*** QUOTED PASSAGE
Tactical Vest Antenna System (TVAS) is a type of wearable antenna designed for use by the United States Armed Forces. It is claimed that troops equipped with the TVAS are more effective than traditional whip antenna-equipped troops due to better concealment of the equipment and mobility improvement to the operator. TVAS was developed by Wearable Antenna Technologies Inc. in early 2008.

Implementation
The Tactical Vest Antenna System is designed to be concealed within Small Arms Protective Insert pouches found on contemporary body armor such as Interceptor body armor, Modular Tactical Vest, Full Spectrum Battle Equipment, Combat Integrated Releasable Armor System, Modular Body Armor Vest and virtually any other type of body armor that utilizes SAPI or ESAPI plates. The radiating elements' placement is barely noticeable due to their thinness, approximately  and their curved shape that lies flush against the shape of ESAPI plates. Hiding away the radiating elements brings more mobility to the operator when compared to whip antennas traditionally used by the military. TVAS is compatible with AN/PRC-148 MBITR, AN/PRC-152, and other common radios used by the U.S. military.

Safety
If power is increased over 7 watts there could be safety issues with temperature increase. However, at the operating frequencies of the antenna, ionizing radiation is not a factor.  Additionally, the antenna is intended to be placed on the outside of SAPI plates, providing a significant barrier between the radiating element and the operator.
******
*** PROVIDED MATERIAL
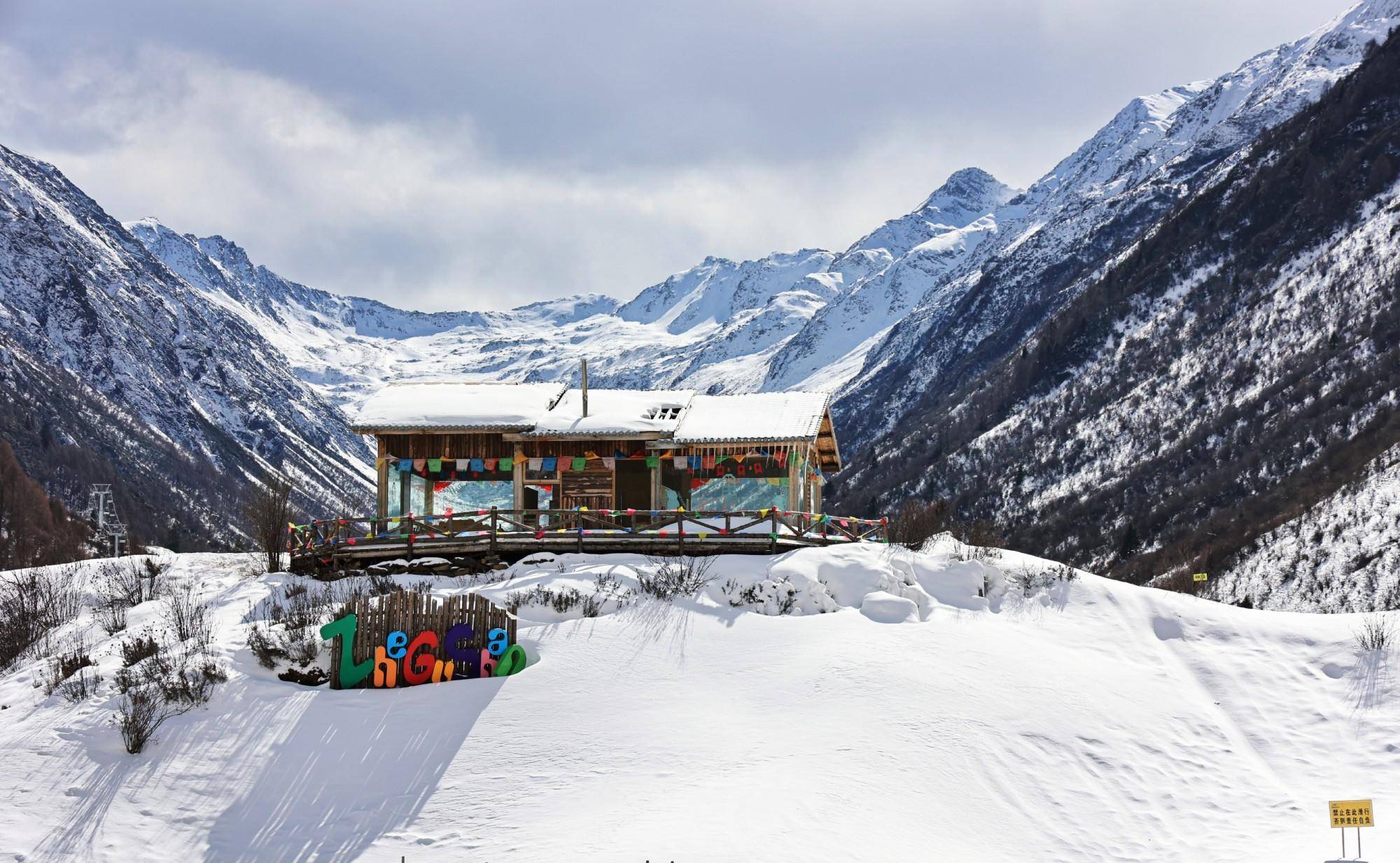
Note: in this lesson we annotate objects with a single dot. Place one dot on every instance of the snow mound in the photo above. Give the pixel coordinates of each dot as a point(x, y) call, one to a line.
point(806, 582)
point(888, 608)
point(769, 715)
******
WORK TO COMPLETE:
- a) From the passage on the Tactical Vest Antenna System, reproduce word for word the stretch that begins at the words "Tactical Vest Antenna System (TVAS)" and stops after "in early 2008.".
- b) According to the passage on the Tactical Vest Antenna System, which company developed the system, and when?

WRITTEN ANSWERS:
- a)
Tactical Vest Antenna System (TVAS) is a type of wearable antenna designed for use by the United States Armed Forces. It is claimed that troops equipped with the TVAS are more effective than traditional whip antenna-equipped troops due to better concealment of the equipment and mobility improvement to the operator. TVAS was developed by Wearable Antenna Technologies Inc. in early 2008.

- b) Wearable Antenna Technologies Inc. developed it in early 2008.